Pointing and labeling records »
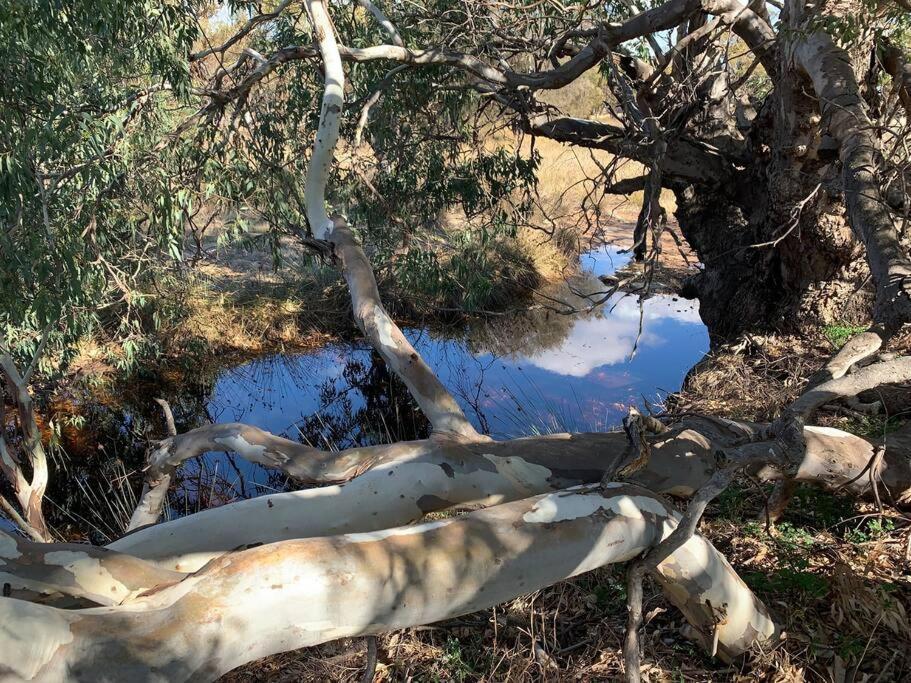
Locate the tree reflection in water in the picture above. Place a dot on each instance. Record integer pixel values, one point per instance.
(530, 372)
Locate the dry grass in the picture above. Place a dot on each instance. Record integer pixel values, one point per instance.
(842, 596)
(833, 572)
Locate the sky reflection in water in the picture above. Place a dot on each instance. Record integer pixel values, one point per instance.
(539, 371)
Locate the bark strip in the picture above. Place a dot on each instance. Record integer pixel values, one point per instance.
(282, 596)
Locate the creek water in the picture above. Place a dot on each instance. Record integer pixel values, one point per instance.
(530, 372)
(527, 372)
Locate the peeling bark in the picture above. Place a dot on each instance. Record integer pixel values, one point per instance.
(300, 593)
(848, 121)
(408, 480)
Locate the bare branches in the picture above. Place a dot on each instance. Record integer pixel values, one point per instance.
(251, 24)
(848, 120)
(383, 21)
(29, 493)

--

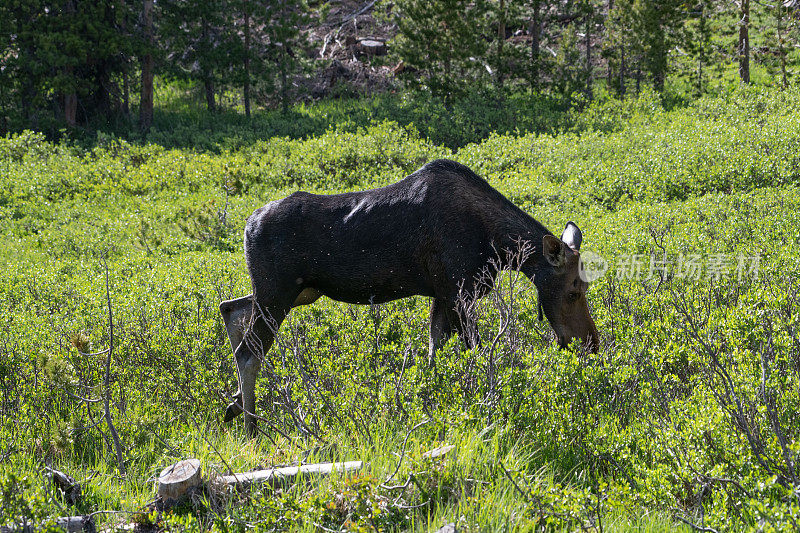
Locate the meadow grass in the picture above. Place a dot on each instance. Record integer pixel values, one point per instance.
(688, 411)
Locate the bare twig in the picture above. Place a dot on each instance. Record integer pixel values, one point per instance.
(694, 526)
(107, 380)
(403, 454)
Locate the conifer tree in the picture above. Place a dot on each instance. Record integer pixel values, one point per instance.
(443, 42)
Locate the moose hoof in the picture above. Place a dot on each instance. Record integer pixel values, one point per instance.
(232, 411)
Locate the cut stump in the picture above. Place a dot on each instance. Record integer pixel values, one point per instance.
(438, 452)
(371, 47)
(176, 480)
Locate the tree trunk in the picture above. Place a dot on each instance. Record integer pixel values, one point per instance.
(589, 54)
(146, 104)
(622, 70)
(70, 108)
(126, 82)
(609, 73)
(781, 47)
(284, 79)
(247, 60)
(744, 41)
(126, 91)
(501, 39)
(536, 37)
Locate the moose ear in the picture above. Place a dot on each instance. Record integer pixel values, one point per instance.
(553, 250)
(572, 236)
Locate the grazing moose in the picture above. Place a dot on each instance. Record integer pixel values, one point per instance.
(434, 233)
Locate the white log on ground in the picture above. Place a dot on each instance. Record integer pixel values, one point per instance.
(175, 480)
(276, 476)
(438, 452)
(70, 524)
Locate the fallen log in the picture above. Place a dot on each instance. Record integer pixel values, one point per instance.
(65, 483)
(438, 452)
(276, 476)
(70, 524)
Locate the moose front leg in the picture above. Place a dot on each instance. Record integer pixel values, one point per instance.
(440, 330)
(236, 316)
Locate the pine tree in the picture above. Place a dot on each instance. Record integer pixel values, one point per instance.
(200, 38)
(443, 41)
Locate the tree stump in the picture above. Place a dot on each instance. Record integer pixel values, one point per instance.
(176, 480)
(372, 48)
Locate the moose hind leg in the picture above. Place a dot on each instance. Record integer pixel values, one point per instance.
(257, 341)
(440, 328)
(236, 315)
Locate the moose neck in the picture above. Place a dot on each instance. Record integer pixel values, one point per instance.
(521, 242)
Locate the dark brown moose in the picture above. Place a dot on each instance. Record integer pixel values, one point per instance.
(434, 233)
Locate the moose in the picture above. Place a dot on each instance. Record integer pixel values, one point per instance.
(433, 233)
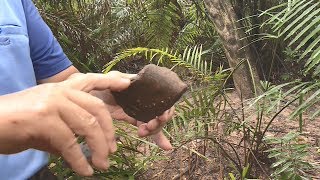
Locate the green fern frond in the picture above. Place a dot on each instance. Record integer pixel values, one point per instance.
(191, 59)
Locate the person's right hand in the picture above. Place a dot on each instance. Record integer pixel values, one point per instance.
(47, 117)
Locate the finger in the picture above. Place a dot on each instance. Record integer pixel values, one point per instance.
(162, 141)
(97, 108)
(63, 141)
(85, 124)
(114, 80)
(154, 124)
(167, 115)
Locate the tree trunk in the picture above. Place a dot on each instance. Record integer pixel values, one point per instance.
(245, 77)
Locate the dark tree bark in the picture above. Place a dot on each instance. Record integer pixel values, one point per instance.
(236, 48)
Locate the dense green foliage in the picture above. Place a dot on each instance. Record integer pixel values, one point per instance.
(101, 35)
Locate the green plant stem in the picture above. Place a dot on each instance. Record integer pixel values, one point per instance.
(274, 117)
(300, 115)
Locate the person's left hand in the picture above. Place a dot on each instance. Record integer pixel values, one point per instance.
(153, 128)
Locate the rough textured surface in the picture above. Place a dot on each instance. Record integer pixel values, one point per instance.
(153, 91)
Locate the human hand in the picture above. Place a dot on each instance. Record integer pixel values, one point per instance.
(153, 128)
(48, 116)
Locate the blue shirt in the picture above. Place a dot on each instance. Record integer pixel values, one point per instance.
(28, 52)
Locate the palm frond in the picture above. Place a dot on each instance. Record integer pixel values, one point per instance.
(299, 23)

---

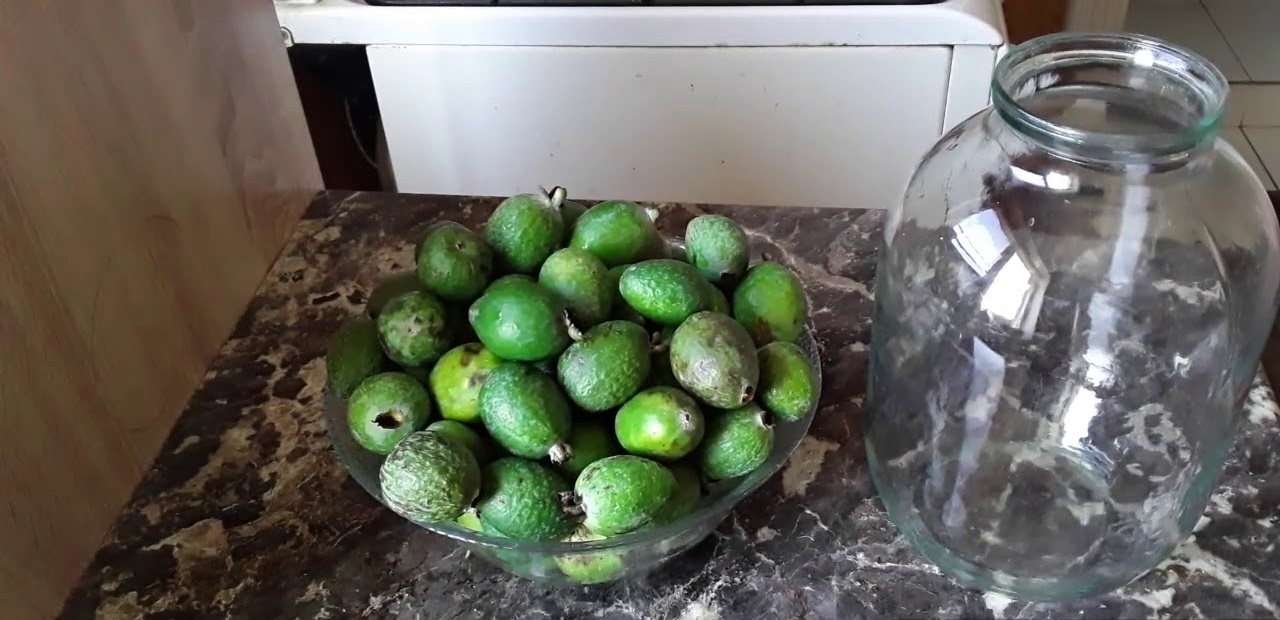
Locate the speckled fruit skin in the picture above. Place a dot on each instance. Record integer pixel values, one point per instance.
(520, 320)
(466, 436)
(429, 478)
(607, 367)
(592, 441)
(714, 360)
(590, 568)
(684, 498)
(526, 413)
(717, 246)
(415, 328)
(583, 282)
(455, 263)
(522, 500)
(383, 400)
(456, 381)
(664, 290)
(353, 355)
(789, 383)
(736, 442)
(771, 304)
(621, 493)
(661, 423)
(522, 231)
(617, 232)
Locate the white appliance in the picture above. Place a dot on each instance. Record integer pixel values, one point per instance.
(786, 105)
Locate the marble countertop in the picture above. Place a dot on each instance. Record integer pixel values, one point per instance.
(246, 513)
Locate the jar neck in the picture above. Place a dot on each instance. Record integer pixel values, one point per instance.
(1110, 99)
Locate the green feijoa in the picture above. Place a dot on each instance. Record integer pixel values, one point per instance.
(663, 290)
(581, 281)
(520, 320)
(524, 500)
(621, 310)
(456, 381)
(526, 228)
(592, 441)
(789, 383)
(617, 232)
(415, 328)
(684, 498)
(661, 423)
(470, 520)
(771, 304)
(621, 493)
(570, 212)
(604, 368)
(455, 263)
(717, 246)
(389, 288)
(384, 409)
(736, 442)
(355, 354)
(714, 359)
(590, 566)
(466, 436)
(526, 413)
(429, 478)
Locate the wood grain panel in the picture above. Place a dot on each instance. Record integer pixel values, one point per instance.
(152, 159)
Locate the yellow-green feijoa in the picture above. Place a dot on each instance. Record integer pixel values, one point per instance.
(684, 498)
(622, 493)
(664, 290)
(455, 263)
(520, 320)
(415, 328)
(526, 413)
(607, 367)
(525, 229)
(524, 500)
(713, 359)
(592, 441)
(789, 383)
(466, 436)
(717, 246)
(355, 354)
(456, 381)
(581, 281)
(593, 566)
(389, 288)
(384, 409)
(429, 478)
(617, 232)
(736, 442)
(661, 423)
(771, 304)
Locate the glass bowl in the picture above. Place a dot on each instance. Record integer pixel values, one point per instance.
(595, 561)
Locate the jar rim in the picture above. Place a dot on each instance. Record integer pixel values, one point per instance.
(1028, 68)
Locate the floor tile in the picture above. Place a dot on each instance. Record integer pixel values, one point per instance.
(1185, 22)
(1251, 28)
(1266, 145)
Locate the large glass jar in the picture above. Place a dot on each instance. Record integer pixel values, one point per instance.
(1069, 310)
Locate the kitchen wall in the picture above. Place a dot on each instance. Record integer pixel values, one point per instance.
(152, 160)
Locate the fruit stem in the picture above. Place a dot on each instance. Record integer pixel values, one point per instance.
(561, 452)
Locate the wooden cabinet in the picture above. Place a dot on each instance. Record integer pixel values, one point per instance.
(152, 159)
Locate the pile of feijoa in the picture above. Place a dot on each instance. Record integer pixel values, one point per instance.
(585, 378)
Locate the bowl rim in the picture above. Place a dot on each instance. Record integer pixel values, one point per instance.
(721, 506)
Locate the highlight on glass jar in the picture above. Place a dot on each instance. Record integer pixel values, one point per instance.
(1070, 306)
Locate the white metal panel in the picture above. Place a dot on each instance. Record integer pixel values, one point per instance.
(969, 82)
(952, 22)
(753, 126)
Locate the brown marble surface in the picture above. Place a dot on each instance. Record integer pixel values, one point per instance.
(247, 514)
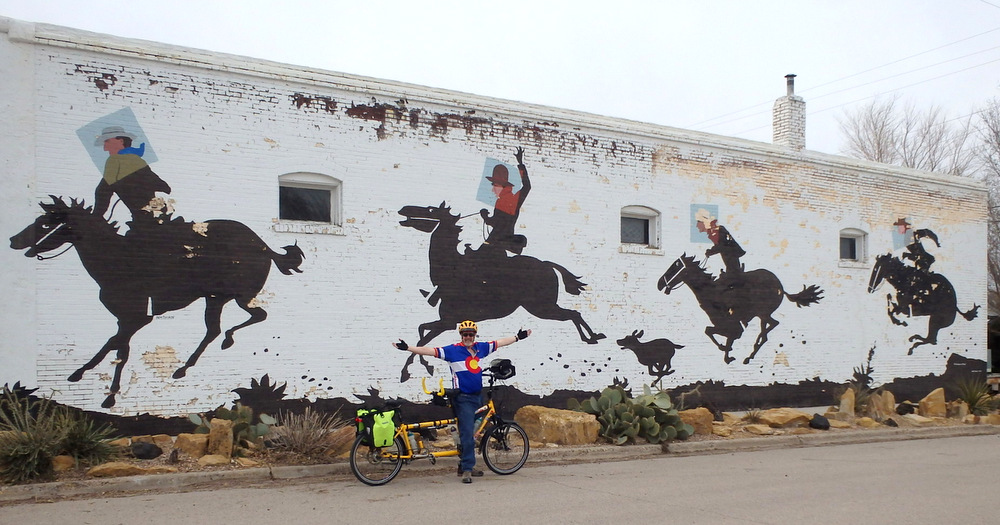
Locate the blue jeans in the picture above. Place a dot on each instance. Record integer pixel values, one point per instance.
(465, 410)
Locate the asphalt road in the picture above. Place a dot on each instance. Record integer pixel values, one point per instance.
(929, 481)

INSTRUCTION »
Edit the lines starting with the one that contains "Locate the glass" and going on through the one that contains "(1069, 310)" so that "floor tile" becomes "wall tile", with everything else left the same. Give back only those lines.

SOLUTION TO THIS EXERCISE »
Locate the glass bowl in the picture above. Place a dot on each instance. Record integer pixel values, one point per instance.
(595, 561)
Locate the jar rim in the picture above. Place a dot on each instance. Record integer pixel values, one point per instance.
(1028, 68)
Locate the wall tile in the picture above. Place a dot on each instance. Record integer pixel values, one point per instance.
(1185, 22)
(1251, 28)
(1266, 145)
Locate the large glass jar in the picture above. Place a dot on each instance. Record integer pixel values, one point per instance.
(1069, 310)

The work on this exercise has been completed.